:: Stored records

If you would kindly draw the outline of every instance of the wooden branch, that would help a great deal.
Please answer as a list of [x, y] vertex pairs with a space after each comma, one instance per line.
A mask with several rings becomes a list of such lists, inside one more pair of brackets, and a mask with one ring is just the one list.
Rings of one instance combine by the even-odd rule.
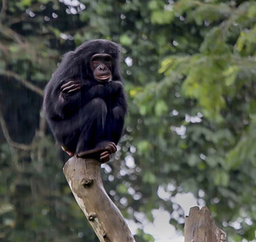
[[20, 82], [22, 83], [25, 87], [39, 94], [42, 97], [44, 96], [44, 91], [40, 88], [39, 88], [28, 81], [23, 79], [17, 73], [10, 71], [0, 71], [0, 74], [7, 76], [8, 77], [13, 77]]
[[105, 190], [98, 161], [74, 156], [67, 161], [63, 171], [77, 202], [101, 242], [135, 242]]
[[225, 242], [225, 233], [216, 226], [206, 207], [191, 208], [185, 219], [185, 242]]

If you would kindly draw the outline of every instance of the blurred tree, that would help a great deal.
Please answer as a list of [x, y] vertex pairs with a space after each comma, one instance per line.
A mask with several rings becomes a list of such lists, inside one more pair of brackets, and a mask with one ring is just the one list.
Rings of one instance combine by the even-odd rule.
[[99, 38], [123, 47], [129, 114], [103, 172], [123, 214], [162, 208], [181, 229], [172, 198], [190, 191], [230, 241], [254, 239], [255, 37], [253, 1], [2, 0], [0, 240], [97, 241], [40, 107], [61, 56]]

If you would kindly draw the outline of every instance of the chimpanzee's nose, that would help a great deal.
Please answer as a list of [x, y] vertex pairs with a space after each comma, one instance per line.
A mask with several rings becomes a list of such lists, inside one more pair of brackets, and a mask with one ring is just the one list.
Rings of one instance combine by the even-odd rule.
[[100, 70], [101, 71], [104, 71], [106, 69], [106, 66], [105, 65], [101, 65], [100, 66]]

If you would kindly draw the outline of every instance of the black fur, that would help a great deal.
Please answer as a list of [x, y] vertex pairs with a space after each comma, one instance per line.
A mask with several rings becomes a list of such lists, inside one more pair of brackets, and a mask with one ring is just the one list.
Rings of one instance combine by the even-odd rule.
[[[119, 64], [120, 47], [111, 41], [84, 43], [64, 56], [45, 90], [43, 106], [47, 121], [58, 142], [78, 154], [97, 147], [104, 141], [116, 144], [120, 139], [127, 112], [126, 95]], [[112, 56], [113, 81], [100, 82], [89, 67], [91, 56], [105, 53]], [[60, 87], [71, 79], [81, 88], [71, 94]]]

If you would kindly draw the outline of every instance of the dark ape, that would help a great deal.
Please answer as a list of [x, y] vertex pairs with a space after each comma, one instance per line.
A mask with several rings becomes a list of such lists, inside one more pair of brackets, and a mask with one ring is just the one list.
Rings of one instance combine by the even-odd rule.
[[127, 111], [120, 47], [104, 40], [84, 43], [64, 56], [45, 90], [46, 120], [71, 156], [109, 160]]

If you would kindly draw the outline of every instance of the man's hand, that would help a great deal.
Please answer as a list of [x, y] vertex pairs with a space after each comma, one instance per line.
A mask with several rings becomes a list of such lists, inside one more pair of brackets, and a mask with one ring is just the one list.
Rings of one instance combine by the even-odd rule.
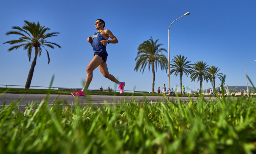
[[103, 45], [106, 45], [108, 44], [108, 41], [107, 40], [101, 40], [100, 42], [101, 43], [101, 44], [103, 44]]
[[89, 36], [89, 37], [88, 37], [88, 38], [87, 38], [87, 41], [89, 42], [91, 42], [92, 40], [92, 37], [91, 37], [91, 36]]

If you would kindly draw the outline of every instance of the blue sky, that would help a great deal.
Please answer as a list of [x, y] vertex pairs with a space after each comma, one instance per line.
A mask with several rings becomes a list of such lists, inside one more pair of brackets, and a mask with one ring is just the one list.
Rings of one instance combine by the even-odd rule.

::::
:: Stored records

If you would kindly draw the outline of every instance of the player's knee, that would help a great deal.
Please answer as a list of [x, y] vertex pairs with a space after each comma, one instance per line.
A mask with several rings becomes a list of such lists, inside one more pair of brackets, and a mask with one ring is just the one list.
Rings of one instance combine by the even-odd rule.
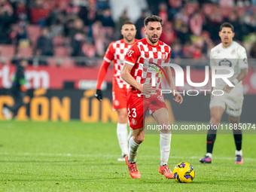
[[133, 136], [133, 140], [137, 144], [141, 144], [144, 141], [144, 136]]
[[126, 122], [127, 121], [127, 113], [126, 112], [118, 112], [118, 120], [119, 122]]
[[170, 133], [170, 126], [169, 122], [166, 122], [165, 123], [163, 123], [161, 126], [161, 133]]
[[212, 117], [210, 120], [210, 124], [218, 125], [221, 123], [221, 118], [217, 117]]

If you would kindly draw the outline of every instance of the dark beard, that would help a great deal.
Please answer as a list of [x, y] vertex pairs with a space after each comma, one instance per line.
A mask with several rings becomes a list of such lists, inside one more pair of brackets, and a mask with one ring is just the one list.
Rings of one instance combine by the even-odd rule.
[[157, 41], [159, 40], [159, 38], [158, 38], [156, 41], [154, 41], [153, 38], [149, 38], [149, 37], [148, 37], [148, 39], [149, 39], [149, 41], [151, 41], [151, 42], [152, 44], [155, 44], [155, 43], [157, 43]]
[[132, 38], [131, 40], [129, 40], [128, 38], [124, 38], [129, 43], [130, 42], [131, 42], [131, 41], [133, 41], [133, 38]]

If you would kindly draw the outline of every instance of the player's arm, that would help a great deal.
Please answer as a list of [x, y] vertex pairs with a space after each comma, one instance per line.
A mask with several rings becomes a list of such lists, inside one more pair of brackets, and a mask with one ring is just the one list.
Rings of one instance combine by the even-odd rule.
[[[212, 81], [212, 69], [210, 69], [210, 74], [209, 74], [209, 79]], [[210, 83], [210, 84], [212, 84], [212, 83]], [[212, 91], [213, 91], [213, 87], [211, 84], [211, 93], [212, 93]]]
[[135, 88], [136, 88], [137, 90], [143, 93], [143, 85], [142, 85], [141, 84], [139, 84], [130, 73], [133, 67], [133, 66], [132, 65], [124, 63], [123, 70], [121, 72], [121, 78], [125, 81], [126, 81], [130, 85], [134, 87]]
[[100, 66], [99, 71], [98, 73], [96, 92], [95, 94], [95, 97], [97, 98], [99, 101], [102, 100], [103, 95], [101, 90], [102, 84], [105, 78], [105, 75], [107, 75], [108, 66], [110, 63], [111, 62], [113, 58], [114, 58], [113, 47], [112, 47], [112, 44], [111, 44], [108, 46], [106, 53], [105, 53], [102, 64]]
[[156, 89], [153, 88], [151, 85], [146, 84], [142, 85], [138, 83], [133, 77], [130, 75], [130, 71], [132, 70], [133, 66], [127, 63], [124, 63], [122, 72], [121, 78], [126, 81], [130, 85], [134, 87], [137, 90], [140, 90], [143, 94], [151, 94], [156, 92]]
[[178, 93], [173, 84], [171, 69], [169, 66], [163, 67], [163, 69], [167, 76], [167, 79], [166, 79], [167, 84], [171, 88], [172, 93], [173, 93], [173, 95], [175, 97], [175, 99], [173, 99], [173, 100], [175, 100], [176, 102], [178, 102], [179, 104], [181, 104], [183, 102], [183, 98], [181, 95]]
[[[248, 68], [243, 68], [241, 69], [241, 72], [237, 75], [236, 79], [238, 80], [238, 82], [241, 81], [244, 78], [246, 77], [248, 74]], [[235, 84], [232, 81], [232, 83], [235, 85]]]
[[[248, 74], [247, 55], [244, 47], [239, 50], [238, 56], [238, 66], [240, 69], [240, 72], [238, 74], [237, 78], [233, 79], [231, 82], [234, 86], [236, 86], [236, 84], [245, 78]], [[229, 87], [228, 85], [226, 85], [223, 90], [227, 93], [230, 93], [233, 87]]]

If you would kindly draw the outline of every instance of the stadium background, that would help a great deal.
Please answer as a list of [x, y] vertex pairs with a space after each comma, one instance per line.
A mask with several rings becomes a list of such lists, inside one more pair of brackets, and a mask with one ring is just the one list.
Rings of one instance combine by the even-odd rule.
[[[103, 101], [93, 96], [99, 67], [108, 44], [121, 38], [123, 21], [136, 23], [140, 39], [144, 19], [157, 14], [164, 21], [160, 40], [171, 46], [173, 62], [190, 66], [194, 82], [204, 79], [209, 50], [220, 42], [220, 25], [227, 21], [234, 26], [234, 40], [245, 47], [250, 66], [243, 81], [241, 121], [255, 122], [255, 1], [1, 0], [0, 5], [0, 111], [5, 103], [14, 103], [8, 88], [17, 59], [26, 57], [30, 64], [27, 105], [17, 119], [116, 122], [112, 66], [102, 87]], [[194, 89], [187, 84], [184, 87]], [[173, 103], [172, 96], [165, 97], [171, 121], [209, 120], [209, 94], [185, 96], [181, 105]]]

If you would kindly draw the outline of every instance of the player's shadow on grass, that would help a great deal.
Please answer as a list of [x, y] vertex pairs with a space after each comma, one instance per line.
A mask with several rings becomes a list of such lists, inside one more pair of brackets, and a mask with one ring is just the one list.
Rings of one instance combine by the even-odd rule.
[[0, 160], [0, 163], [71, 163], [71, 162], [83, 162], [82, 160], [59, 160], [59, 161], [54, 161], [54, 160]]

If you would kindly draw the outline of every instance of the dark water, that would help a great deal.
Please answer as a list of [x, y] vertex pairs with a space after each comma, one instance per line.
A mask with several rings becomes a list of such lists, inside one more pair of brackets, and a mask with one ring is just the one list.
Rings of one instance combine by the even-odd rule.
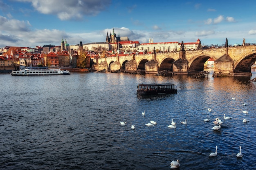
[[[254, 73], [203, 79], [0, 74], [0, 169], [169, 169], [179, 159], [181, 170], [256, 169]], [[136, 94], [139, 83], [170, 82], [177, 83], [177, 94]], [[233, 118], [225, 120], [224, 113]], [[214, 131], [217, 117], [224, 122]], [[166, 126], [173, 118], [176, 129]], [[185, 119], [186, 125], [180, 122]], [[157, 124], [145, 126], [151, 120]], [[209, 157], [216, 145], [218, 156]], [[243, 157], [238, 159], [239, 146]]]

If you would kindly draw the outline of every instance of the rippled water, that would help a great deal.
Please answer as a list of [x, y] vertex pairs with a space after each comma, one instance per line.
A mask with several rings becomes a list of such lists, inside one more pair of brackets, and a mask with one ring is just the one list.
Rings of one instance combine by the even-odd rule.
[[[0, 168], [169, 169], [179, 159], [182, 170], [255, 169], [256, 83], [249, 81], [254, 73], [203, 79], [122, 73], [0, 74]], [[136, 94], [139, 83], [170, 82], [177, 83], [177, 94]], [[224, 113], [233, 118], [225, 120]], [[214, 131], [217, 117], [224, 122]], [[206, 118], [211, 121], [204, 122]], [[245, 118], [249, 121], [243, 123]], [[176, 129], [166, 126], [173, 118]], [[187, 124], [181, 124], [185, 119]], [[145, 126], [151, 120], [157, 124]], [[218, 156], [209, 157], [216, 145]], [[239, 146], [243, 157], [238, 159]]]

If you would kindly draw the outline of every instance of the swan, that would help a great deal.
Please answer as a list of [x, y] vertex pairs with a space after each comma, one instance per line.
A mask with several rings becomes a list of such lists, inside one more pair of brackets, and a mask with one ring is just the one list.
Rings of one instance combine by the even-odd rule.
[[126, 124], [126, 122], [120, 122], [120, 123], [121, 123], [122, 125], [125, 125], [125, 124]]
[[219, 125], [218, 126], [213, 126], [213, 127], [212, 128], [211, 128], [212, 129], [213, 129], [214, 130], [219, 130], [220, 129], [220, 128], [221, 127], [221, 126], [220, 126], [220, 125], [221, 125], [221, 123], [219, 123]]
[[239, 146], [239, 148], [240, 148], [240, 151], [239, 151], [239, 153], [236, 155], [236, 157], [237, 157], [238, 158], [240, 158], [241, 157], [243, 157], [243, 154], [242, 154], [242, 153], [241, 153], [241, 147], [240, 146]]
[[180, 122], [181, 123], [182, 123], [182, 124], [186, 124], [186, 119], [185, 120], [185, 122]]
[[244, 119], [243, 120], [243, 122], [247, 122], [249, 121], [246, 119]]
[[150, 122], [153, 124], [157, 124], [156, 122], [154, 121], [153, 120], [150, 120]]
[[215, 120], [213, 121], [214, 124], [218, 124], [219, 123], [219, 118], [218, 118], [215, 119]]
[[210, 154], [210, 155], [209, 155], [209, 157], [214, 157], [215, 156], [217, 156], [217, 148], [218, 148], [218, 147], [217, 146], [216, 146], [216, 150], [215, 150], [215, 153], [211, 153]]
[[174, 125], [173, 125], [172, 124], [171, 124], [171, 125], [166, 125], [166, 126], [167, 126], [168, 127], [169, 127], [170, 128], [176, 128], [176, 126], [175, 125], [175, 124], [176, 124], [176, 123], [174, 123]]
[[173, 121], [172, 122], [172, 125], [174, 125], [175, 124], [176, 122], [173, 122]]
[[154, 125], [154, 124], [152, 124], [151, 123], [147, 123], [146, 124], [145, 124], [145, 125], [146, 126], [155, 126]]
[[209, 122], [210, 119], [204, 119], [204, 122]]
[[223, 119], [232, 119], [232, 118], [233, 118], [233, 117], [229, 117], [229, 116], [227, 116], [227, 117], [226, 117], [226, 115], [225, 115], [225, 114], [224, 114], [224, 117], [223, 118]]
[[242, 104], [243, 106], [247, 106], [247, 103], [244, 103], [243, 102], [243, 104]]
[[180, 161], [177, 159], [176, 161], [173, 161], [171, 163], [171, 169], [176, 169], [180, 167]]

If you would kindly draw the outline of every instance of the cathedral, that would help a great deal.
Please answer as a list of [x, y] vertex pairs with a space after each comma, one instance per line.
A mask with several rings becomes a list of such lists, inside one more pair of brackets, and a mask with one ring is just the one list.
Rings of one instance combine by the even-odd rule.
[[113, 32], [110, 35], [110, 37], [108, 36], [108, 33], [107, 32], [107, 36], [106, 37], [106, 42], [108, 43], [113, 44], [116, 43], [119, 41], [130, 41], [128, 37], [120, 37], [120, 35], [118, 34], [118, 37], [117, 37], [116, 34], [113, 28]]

::::
:: Stored records

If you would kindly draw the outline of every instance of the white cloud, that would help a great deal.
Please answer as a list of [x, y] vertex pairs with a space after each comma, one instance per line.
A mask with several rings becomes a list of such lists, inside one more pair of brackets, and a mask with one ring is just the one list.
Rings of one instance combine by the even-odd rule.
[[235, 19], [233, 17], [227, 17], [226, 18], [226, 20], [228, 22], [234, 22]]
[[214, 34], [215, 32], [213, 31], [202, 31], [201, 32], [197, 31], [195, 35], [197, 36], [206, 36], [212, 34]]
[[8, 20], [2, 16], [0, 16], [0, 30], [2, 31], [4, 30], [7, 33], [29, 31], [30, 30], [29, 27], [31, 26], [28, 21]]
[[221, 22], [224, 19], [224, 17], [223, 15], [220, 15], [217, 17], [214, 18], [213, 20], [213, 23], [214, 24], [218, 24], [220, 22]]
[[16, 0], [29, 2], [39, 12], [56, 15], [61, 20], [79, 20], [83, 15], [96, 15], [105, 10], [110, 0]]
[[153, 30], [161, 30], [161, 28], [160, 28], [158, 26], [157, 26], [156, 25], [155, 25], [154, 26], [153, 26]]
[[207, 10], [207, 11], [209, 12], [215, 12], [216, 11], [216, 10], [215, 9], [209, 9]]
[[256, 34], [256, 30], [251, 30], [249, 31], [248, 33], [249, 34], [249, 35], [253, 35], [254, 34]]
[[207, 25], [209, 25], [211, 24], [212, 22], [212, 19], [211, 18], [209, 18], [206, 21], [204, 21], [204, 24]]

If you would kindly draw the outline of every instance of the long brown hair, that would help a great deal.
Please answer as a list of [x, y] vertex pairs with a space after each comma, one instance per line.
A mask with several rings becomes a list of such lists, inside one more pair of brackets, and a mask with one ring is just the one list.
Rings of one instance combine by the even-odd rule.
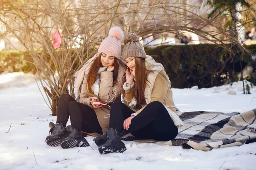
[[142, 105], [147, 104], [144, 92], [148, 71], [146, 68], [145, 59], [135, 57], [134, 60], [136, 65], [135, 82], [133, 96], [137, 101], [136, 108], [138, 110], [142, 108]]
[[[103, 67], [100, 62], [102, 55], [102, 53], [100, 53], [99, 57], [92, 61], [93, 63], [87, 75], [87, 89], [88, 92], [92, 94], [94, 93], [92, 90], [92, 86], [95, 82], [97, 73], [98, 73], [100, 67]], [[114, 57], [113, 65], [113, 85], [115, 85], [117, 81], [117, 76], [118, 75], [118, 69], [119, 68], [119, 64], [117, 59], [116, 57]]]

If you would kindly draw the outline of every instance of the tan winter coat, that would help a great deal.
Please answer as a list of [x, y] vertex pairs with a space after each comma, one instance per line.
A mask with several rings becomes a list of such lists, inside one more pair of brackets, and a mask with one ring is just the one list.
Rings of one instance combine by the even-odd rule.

::::

*The exercise:*
Transcribe the data above word for word, starting at the line containing "branch, that would help a great deal." and ending at the line containing "107], [61, 56]]", with both of those lines included. Leave the pictures out of your answer.

*Answer to this problem:*
If you would kindly draw the outline of every instance of the wooden branch, that would help a great deal.
Please answer as a list of [x, y] vertex pairs with a space after each comma, one instance per line.
A mask with several rings becomes a list of such lists, inside one more pair of brackets, and a mask with one ring is just the one list.
Rings of one instance combine by the even-odd rule.
[[20, 82], [22, 83], [25, 87], [39, 94], [42, 97], [44, 96], [44, 91], [40, 88], [39, 88], [28, 81], [23, 79], [17, 73], [10, 71], [0, 71], [0, 74], [7, 76], [8, 77], [13, 77]]
[[105, 190], [98, 161], [74, 156], [67, 161], [63, 171], [77, 202], [101, 242], [135, 242]]
[[225, 242], [225, 233], [216, 226], [206, 207], [191, 208], [185, 219], [185, 242]]

If you would kindly draw the outline of every instance of the blurred tree, that would help a great deal.
Please answer as a list of [x, y] vertex pairs with a space after each comma, one instance per line.
A mask with several rings becomes a list of such lists, inside one more pair of brackets, and a mask with one ring is just the one list.
Rings of one instance combine by the even-odd rule.
[[99, 38], [123, 47], [129, 114], [103, 172], [123, 214], [162, 208], [181, 229], [172, 198], [190, 191], [230, 241], [254, 239], [255, 37], [253, 1], [2, 0], [0, 240], [97, 241], [40, 107], [61, 56]]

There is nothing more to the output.